AUSGANGSTEXT >>
· · · · · · ·

Mit Urteil vom 10.05.2016 hat der BFH die Auffassung des FG Münster hinsichtlich der Änderungsmöglichkeiten eines Bescheids über die gesonderte Feststellung eines verbleibenden Großspendenvortrags bestätigt.
BFH, Urteil vom 10.05.2016, X R 34/13
FG Münster:
Ein bestandskräftiger Bescheid kann nicht aufgrund einer Spendenbescheinigung geändert werden, die nach Erlass des Bescheides ausgestellt worden ist.
In der Einkommensteuererklärung für das Jahr 2004 erklärte die Klägerin Zuwendungen an Stiftungen und Zuwendungen für gemeinnützige Zwecke. Die Erklärung gab die Klägerin im Januar 2006 ab. Das zuständige Finanzamt führte die Einkommensteuerveranlagung durch und erließ zudem einen Bescheid über die Feststellung des verbleibenden Großspendenvortrags für die Einkommensteuer.
Im September 2008 beantragte die Klägerin die Änderung des Feststellungsbescheides für 2004 und legte hierzu im August 2008 ausgestellte Spendenbescheinigungen vor, aus denen sich zusätzliche Spenden im Kalenderjahr 2004 ergaben. Das Finanzamt lehnte den Änderungsantrag mit der Begründung ab, dass keine Änderungsvorschrift einschlägig sei.

· · · · · · ·

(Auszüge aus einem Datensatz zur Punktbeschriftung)
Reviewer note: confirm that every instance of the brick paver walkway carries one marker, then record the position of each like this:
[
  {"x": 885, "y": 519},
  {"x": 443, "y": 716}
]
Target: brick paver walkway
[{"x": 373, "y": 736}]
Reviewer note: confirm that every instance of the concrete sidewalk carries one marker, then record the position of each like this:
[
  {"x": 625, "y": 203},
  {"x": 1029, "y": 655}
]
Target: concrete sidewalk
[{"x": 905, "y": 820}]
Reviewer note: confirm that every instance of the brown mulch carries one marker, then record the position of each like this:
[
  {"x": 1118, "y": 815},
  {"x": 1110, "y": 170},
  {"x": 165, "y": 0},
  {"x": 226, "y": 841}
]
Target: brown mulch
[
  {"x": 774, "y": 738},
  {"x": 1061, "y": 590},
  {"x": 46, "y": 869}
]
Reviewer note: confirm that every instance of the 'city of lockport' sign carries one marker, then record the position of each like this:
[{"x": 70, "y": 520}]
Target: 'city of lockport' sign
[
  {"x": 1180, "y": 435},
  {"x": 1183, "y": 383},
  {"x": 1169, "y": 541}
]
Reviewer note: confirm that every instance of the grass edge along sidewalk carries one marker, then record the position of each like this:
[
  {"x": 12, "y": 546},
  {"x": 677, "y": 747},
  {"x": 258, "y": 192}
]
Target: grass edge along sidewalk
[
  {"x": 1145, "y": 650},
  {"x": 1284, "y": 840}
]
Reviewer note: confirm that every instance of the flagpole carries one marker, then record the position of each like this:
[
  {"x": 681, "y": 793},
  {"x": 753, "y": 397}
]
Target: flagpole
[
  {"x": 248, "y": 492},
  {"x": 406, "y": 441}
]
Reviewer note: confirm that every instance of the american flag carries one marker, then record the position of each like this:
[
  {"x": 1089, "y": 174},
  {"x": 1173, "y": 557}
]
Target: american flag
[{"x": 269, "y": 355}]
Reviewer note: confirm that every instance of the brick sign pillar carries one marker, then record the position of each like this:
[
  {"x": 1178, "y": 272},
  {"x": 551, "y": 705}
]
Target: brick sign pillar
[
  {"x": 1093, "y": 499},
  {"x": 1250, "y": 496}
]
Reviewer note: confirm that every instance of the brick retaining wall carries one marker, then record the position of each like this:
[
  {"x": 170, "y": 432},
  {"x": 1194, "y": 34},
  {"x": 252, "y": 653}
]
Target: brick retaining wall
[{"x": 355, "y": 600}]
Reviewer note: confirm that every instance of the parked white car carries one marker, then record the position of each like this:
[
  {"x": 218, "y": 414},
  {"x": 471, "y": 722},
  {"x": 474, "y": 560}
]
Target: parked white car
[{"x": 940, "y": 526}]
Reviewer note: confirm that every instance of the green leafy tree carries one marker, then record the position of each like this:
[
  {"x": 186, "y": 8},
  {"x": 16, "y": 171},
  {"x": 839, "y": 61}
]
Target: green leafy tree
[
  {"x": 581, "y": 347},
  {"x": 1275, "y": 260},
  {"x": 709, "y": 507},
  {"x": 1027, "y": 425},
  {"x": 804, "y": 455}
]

· · · · · · ·

GESTELLTE AUFGABE >> Gibst du den Text zum BFH-Urteil über den Großspendenvortrag bitte vollständig und Wort für Wort unverändert aus?

ERLEDIGTE AUFGABE >>
Mit Urteil vom 10.05.2016 hat der BFH die Auffassung des FG Münster hinsichtlich der Änderungsmöglichkeiten eines Bescheids über die gesonderte Feststellung eines verbleibenden Großspendenvortrags bestätigt.
BFH, Urteil vom 10.05.2016, X R 34/13
FG Münster:
Ein bestandskräftiger Bescheid kann nicht aufgrund einer Spendenbescheinigung geändert werden, die nach Erlass des Bescheides ausgestellt worden ist.
In der Einkommensteuererklärung für das Jahr 2004 erklärte die Klägerin Zuwendungen an Stiftungen und Zuwendungen für gemeinnützige Zwecke. Die Erklärung gab die Klägerin im Januar 2006 ab. Das zuständige Finanzamt führte die Einkommensteuerveranlagung durch und erließ zudem einen Bescheid über die Feststellung des verbleibenden Großspendenvortrags für die Einkommensteuer.
Im September 2008 beantragte die Klägerin die Änderung des Feststellungsbescheides für 2004 und legte hierzu im August 2008 ausgestellte Spendenbescheinigungen vor, aus denen sich zusätzliche Spenden im Kalenderjahr 2004 ergaben. Das Finanzamt lehnte den Änderungsantrag mit der Begründung ab, dass keine Änderungsvorschrift einschlägig sei.